> [本文]:

**********

もう一つ、2004年に中国の雲南省で行方不明になったアメリカ人青年、こ
れはデイヴィッド・スネドンという人物ですが、これがどうも北朝鮮の工作員に
拉致されて、今平壌にいるらしい。それを裏付ける状況証拠がいくつもあって、
その情報を掘り出すために、西岡さん等は調査をしてアメリカ側に渡し、あるい
は、前から古屋圭議員が行って、この問題は日米共通で被害を受けているんだと
いうことを訴え、アメリカ議会での動きになっていったんですね。
特に、トランプ政権と同じ共和党の人たちが動いてくれたということで、北朝
鮮の人権弾圧ということをトランプ政権、あるいはトランプさんの頭脳の中にイ
ンプットしていく大きな効果があった。
ウォームビア事件、そしてスネドン事件は、アメリカ政府としても北朝鮮の人
権弾圧を、核・ミサイルと並列的に並べて、政策の大きな柱にして追及していか
なければならない。こういう状況だと思います。
その中には、日本人拉致事件も入っていたということで、そういう展開があり
ました。そして今の北朝鮮の状況を見ると、核・ミサイル問題で、かつてない朝
鮮半島の危機が高まって、アメリカと北朝鮮の間で戦争が起きても不思議ではな
い。
◆日本は今までの外交交渉ではだめ
あるいは北朝鮮が、その他の理由で政権の崩壊という不測の事態を招くような
状況も、ひしひしと現実の展望として迫っている状況があるわけです。
こういう中で日本は拉致問題をどう新たに取り組んでいくべきかは、当然大き
な課題です。アメリカの場合を見ても、アメリカ人が命を左右されるような人道
問題、アメリカ人の運命がかかっているような時には、やはり他の外交とか安全
保障と切り離してそれを別に追及していくというのは、かなり確立したパターン
になっています。
ウォームビア青年をアメリカに取り戻すという時も、実はアメリカの特使が色
々な形で行って、核・ミサイルとは別に交渉をしていたことがあったんです。で
すから、ここで何度も繰り返さなければならないのは、日本人拉致問題というの
は、日本が行動をとって解決するしかないのです。
この日本の行動を見ると、先ほど日本のゆがみとか弱みについて言いましたが、
拉致事件は明らかに犯罪事件です。犯罪事件は一般の社会や国家の中で起きた場
合は、当然犯罪の取り締まりです。逮捕して起訴する、あるいは取り調べる犯罪
です。
ところが不幸にして、この拉致事件の場合は、外交交渉でしか応じてきていな
いんですね。秘密のうちに、我々の知らないところでそうではない手段がとられ
ているのかもしれないけれど、少なくとも我々が感知するところでは、外交でし
か応じていない。ここにどうしても限界が出てくる。
拉致事件は、残された時間というのは限られています。今日本が独自の行動を
とる上での国際的な環境というのは、これほど熟していることはなかったんです
ね。日本がかなりなことをやったとしても、国際的にそれを支持してくれるとい
う条件が必要です。特に同盟国のアメリカ、超大国であり、軍事大国であるアメ
リカが日本の行動を徹底して支援してくれるだろうという段階にある。

**********

> [課題]:
[A] 本文について次の問いに答えよ。
(i) デイヴィッド・スネドンが行方不明になったのは何年、どこでか。
(ii) 本文は拉致事件を明らかに何であると述べているか。
(iii) ウォームビア青年を取り戻す際、アメリカの特使は何とは別に交渉していたか。
[B] 拉致問題を論じた本文を、最後の文の後から書き継げ。
記録は本文とは別の出典から取ったものである。

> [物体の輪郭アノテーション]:

**********

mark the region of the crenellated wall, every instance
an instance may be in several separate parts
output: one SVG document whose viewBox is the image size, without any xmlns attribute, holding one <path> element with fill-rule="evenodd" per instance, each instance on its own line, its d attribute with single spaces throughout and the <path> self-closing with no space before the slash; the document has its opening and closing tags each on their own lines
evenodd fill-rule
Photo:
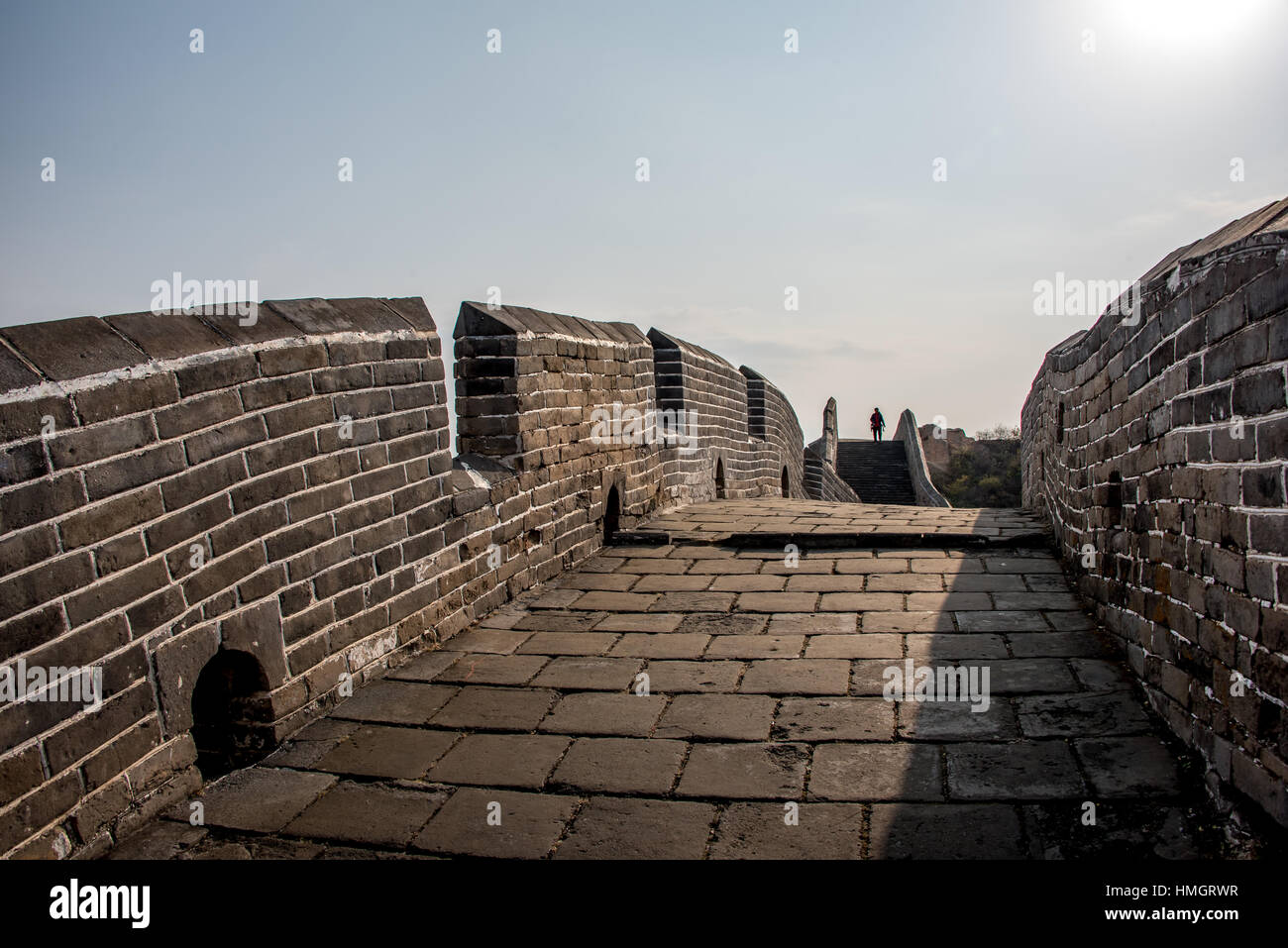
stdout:
<svg viewBox="0 0 1288 948">
<path fill-rule="evenodd" d="M 667 496 L 698 501 L 712 497 L 759 497 L 781 493 L 783 469 L 796 496 L 804 491 L 802 439 L 800 422 L 786 399 L 751 370 L 734 368 L 719 356 L 667 335 L 649 330 L 659 411 L 685 412 L 694 450 L 667 448 L 663 452 Z M 748 379 L 759 390 L 765 410 L 756 419 L 748 412 Z M 766 401 L 768 399 L 768 401 Z M 791 430 L 761 438 L 752 437 L 752 425 L 765 430 L 768 419 L 790 415 Z M 784 450 L 791 446 L 790 453 Z M 724 486 L 717 483 L 717 473 Z"/>
<path fill-rule="evenodd" d="M 778 495 L 784 469 L 801 496 L 778 389 L 657 331 L 462 304 L 453 459 L 419 299 L 242 322 L 0 330 L 0 667 L 103 681 L 97 708 L 0 701 L 0 855 L 102 851 L 605 528 L 714 496 L 716 459 L 728 496 Z M 614 404 L 693 410 L 694 441 L 596 430 Z"/>
<path fill-rule="evenodd" d="M 1216 790 L 1288 824 L 1288 200 L 1047 353 L 1024 502 Z"/>
</svg>

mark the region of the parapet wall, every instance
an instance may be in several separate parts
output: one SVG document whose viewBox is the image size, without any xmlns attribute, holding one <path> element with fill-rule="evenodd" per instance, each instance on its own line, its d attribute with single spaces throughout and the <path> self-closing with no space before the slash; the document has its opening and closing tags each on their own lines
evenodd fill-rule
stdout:
<svg viewBox="0 0 1288 948">
<path fill-rule="evenodd" d="M 0 855 L 102 851 L 213 754 L 270 747 L 618 522 L 778 495 L 784 470 L 802 491 L 782 394 L 656 331 L 464 304 L 453 460 L 419 299 L 241 322 L 0 330 L 0 667 L 103 681 L 97 708 L 0 699 Z M 596 429 L 596 410 L 661 403 L 697 412 L 685 444 Z M 215 746 L 194 692 L 219 687 L 243 690 L 216 708 L 237 739 Z"/>
<path fill-rule="evenodd" d="M 1024 502 L 1212 786 L 1288 824 L 1288 201 L 1140 283 L 1047 354 Z"/>
<path fill-rule="evenodd" d="M 790 492 L 802 496 L 800 422 L 778 389 L 766 385 L 759 374 L 739 371 L 715 353 L 659 330 L 649 330 L 648 339 L 653 345 L 657 407 L 687 419 L 694 439 L 689 447 L 663 452 L 667 498 L 692 502 L 781 496 L 784 470 Z M 748 397 L 748 381 L 755 386 L 755 399 Z M 752 419 L 750 406 L 757 402 Z M 755 434 L 752 425 L 761 434 Z"/>
<path fill-rule="evenodd" d="M 951 507 L 952 504 L 939 492 L 935 482 L 930 478 L 930 465 L 926 464 L 917 416 L 912 413 L 912 408 L 904 408 L 899 413 L 899 425 L 895 428 L 893 441 L 902 441 L 903 450 L 907 452 L 908 477 L 912 480 L 912 492 L 917 497 L 917 506 Z"/>
</svg>

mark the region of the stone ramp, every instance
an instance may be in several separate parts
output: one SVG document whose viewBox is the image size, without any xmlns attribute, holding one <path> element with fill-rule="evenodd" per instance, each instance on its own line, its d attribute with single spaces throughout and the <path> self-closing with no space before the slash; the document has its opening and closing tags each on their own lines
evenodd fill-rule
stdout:
<svg viewBox="0 0 1288 948">
<path fill-rule="evenodd" d="M 916 507 L 899 504 L 829 504 L 815 500 L 721 500 L 648 518 L 638 533 L 675 542 L 1043 547 L 1050 535 L 1024 510 Z M 649 537 L 649 535 L 653 535 Z"/>
<path fill-rule="evenodd" d="M 744 504 L 775 529 L 820 513 Z M 204 826 L 184 805 L 112 855 L 1215 853 L 1206 797 L 1048 553 L 792 560 L 714 542 L 733 509 L 654 518 L 697 538 L 604 549 L 207 787 Z M 963 513 L 918 509 L 951 537 Z M 988 710 L 887 701 L 909 661 L 987 667 Z"/>
</svg>

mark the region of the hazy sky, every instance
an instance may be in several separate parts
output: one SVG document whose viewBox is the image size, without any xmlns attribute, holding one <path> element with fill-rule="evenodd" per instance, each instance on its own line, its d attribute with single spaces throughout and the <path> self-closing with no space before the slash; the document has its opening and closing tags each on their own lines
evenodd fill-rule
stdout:
<svg viewBox="0 0 1288 948">
<path fill-rule="evenodd" d="M 1094 321 L 1036 281 L 1288 194 L 1285 37 L 1283 0 L 6 0 L 0 323 L 179 270 L 424 296 L 450 339 L 498 286 L 752 366 L 806 441 L 828 395 L 845 435 L 1018 424 Z"/>
</svg>

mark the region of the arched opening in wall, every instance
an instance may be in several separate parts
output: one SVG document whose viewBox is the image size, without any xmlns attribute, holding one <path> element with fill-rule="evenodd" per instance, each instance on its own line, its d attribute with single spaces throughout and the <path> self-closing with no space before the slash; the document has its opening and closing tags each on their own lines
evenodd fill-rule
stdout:
<svg viewBox="0 0 1288 948">
<path fill-rule="evenodd" d="M 1109 488 L 1105 491 L 1105 514 L 1110 527 L 1117 527 L 1123 519 L 1123 475 L 1109 474 Z"/>
<path fill-rule="evenodd" d="M 192 739 L 206 781 L 249 766 L 273 750 L 268 678 L 255 656 L 219 649 L 192 689 Z"/>
<path fill-rule="evenodd" d="M 613 542 L 613 535 L 617 533 L 617 527 L 622 517 L 622 501 L 621 495 L 617 493 L 617 484 L 613 484 L 608 489 L 608 497 L 604 498 L 604 546 Z"/>
</svg>

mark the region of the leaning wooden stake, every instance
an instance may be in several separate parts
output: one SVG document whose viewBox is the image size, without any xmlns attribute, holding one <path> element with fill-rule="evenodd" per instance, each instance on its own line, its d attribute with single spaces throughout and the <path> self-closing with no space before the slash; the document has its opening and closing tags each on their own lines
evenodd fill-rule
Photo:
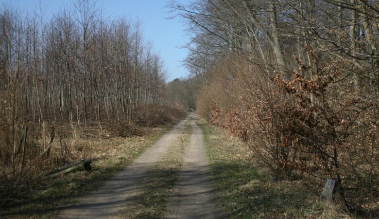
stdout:
<svg viewBox="0 0 379 219">
<path fill-rule="evenodd" d="M 63 174 L 66 174 L 81 168 L 84 167 L 84 169 L 87 171 L 92 169 L 91 167 L 91 159 L 83 159 L 81 161 L 72 163 L 67 165 L 57 168 L 56 169 L 42 174 L 41 176 L 43 177 L 56 177 Z"/>
</svg>

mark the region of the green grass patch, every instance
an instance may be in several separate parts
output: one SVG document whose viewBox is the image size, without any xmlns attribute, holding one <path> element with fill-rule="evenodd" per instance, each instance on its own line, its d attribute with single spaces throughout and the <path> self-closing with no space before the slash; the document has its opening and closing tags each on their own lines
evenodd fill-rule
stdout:
<svg viewBox="0 0 379 219">
<path fill-rule="evenodd" d="M 143 192 L 130 203 L 122 214 L 124 218 L 163 218 L 166 212 L 168 195 L 177 181 L 183 163 L 184 148 L 189 144 L 191 131 L 188 124 L 185 133 L 149 171 L 140 183 Z"/>
<path fill-rule="evenodd" d="M 243 143 L 204 121 L 199 123 L 219 204 L 227 218 L 346 218 L 334 205 L 319 201 L 306 182 L 274 181 L 255 165 Z"/>
</svg>

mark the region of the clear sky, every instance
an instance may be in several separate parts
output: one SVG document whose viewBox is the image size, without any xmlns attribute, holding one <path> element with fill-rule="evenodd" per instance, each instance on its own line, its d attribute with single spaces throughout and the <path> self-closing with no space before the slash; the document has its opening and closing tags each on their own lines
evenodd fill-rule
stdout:
<svg viewBox="0 0 379 219">
<path fill-rule="evenodd" d="M 21 11 L 33 12 L 36 9 L 39 11 L 40 1 L 47 18 L 64 6 L 69 7 L 72 2 L 72 0 L 0 0 L 0 7 L 4 3 L 10 4 Z M 185 3 L 188 0 L 177 1 Z M 126 16 L 131 19 L 138 18 L 142 21 L 144 37 L 153 42 L 164 62 L 168 81 L 187 75 L 188 71 L 181 63 L 187 51 L 178 47 L 188 42 L 189 37 L 184 31 L 185 27 L 178 18 L 166 19 L 170 17 L 169 9 L 165 7 L 167 0 L 97 0 L 97 2 L 99 6 L 102 4 L 105 17 Z"/>
</svg>

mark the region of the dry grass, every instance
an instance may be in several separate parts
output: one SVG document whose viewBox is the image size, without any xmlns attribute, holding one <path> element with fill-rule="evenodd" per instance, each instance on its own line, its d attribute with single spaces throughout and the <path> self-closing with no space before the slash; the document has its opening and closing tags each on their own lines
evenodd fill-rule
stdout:
<svg viewBox="0 0 379 219">
<path fill-rule="evenodd" d="M 241 141 L 200 125 L 220 204 L 230 218 L 351 218 L 338 205 L 319 200 L 322 188 L 314 190 L 306 180 L 274 180 Z"/>
<path fill-rule="evenodd" d="M 92 171 L 77 171 L 52 181 L 38 180 L 27 187 L 18 187 L 15 189 L 12 187 L 12 189 L 4 190 L 0 196 L 2 201 L 0 216 L 16 218 L 53 217 L 61 204 L 96 189 L 130 164 L 170 127 L 146 129 L 142 136 L 111 137 L 108 133 L 109 137 L 106 137 L 106 131 L 99 130 L 103 134 L 102 135 L 83 135 L 81 138 L 66 137 L 58 140 L 53 146 L 51 158 L 59 158 L 61 148 L 67 147 L 69 159 L 92 158 L 94 161 Z M 87 131 L 95 133 L 94 129 Z"/>
</svg>

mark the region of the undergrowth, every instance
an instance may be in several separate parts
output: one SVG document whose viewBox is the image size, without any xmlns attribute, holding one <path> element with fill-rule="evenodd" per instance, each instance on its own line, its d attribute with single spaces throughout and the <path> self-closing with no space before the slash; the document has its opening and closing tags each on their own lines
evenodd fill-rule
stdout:
<svg viewBox="0 0 379 219">
<path fill-rule="evenodd" d="M 240 140 L 203 122 L 199 124 L 212 177 L 228 218 L 350 218 L 340 206 L 319 200 L 321 191 L 304 180 L 276 181 L 253 161 Z"/>
</svg>

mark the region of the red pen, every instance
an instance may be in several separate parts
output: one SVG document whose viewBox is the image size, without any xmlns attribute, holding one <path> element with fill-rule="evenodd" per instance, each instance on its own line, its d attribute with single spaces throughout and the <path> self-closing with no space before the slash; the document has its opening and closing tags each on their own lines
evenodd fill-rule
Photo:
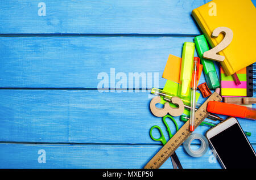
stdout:
<svg viewBox="0 0 256 180">
<path fill-rule="evenodd" d="M 207 111 L 215 114 L 256 120 L 256 109 L 218 101 L 209 101 Z"/>
</svg>

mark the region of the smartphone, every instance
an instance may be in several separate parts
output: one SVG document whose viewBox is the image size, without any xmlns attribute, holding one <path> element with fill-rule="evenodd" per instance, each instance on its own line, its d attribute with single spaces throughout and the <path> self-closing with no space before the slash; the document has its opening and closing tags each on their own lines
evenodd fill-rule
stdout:
<svg viewBox="0 0 256 180">
<path fill-rule="evenodd" d="M 229 118 L 206 133 L 224 168 L 256 168 L 256 155 L 237 119 Z"/>
</svg>

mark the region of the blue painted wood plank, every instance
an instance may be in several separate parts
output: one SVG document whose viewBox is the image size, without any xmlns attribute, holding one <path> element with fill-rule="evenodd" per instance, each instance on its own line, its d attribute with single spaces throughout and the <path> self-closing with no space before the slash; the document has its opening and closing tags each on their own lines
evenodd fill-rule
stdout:
<svg viewBox="0 0 256 180">
<path fill-rule="evenodd" d="M 46 5 L 45 16 L 40 2 Z M 204 3 L 204 0 L 2 0 L 0 33 L 199 34 L 191 12 Z"/>
<path fill-rule="evenodd" d="M 196 145 L 191 146 L 196 148 Z M 255 148 L 255 145 L 253 147 Z M 160 145 L 1 143 L 0 168 L 143 168 L 160 148 Z M 42 152 L 46 155 L 46 163 L 38 162 Z M 213 157 L 209 148 L 199 158 L 187 154 L 182 145 L 176 152 L 184 168 L 221 168 L 217 161 L 215 163 L 210 161 Z M 43 160 L 41 157 L 39 160 Z M 167 160 L 160 168 L 172 169 L 171 160 Z"/>
<path fill-rule="evenodd" d="M 1 89 L 0 141 L 159 144 L 150 138 L 150 128 L 159 125 L 168 134 L 162 118 L 150 112 L 149 93 Z M 183 122 L 175 118 L 180 127 Z M 251 132 L 250 142 L 256 143 L 256 121 L 238 121 L 243 130 Z M 205 134 L 208 129 L 202 126 L 195 131 Z"/>
<path fill-rule="evenodd" d="M 1 37 L 0 87 L 96 88 L 103 72 L 109 88 L 118 82 L 116 77 L 110 83 L 111 76 L 124 73 L 128 88 L 129 72 L 138 72 L 149 80 L 147 73 L 151 74 L 152 85 L 147 88 L 156 86 L 155 80 L 163 88 L 169 54 L 181 57 L 183 43 L 193 41 L 193 37 Z M 110 74 L 112 68 L 115 73 Z M 137 83 L 143 88 L 141 79 L 132 79 L 134 88 Z"/>
</svg>

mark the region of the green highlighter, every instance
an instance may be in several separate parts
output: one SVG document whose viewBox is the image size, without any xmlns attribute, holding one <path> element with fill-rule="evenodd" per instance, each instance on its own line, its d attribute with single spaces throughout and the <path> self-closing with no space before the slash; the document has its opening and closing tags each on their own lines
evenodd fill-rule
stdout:
<svg viewBox="0 0 256 180">
<path fill-rule="evenodd" d="M 190 95 L 195 53 L 195 43 L 185 42 L 182 49 L 178 96 L 187 98 Z"/>
<path fill-rule="evenodd" d="M 204 59 L 203 54 L 209 50 L 208 44 L 204 35 L 196 36 L 195 43 L 198 55 L 203 66 L 203 70 L 205 76 L 205 80 L 209 88 L 211 89 L 220 87 L 220 81 L 213 62 L 211 60 Z"/>
</svg>

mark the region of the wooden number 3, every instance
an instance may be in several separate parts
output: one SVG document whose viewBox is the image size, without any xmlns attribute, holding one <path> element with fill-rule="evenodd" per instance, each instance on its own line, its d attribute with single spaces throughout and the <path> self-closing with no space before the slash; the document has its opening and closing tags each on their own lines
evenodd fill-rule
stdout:
<svg viewBox="0 0 256 180">
<path fill-rule="evenodd" d="M 217 53 L 226 48 L 230 44 L 233 39 L 233 34 L 232 30 L 230 29 L 225 27 L 220 27 L 213 30 L 212 36 L 217 37 L 221 32 L 223 32 L 225 34 L 222 41 L 214 48 L 204 52 L 203 55 L 204 58 L 220 62 L 224 61 L 225 57 L 217 54 Z"/>
<path fill-rule="evenodd" d="M 163 108 L 158 108 L 155 105 L 161 101 L 160 96 L 156 96 L 154 97 L 150 102 L 150 110 L 152 113 L 157 117 L 164 117 L 167 113 L 169 113 L 172 116 L 179 116 L 183 113 L 184 112 L 184 104 L 182 100 L 177 97 L 173 97 L 171 98 L 171 101 L 173 104 L 179 105 L 178 108 L 171 108 L 170 106 L 169 102 L 166 102 L 164 104 Z"/>
</svg>

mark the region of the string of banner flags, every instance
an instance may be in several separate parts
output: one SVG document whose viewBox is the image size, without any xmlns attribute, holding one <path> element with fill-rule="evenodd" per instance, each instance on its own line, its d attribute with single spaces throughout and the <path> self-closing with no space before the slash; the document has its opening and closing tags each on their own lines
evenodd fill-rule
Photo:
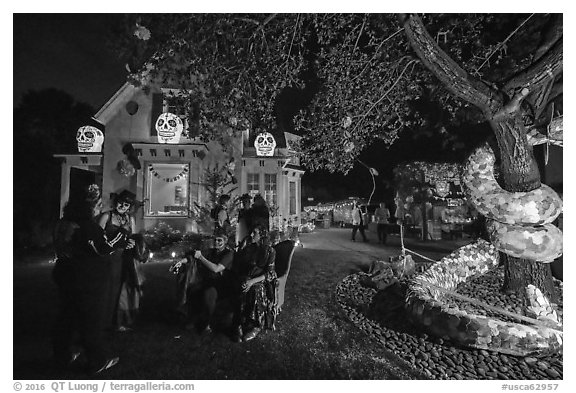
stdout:
<svg viewBox="0 0 576 393">
<path fill-rule="evenodd" d="M 156 169 L 154 169 L 153 164 L 148 164 L 148 170 L 154 175 L 154 177 L 157 177 L 160 180 L 164 180 L 166 183 L 172 183 L 188 176 L 188 165 L 184 165 L 182 172 L 172 177 L 163 177 L 160 175 Z"/>
</svg>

**********

> [解答]:
[A]
(i) 2004年、中国の雲南省
(ii) 犯罪事件
(iii) 核・ミサイル

[B]
こういう時に、今の北朝鮮情勢の危機、残された時間の限度を考えると、やは
り私自身がこの問題を追っていて思うのは、今までのやり方では全くだめで、北
朝鮮を何とか動かす。それには北朝鮮が最も痛いと思うことをする。あるいは逆
に、北朝鮮が最も欲しいと思っていることを提供する。両極端でいればこうなん
ですが、それをパッケージとしてアプローチしていく上で、大事なのは外交交渉
のスタイルではできないんじゃないかということです。
秘密交渉もあるでしょうし、あるいは力の行使もあると思います。アメリカの
例や他の例を見ていても、自分の国の大事な国民が他の国に拉致され、あるいは
別の犯罪集団に拉致されて命が危ないという時には、まず力を使ってそれを解決
することを当然考えるわけです。
ですから、日本の場合は、例えば金正恩政権が崩壊したらどうなるのか、拉致
されている人の運命はどうなってしまうのか、こういう研究は残念なことに日本
ではなされず、アメリカで行われている。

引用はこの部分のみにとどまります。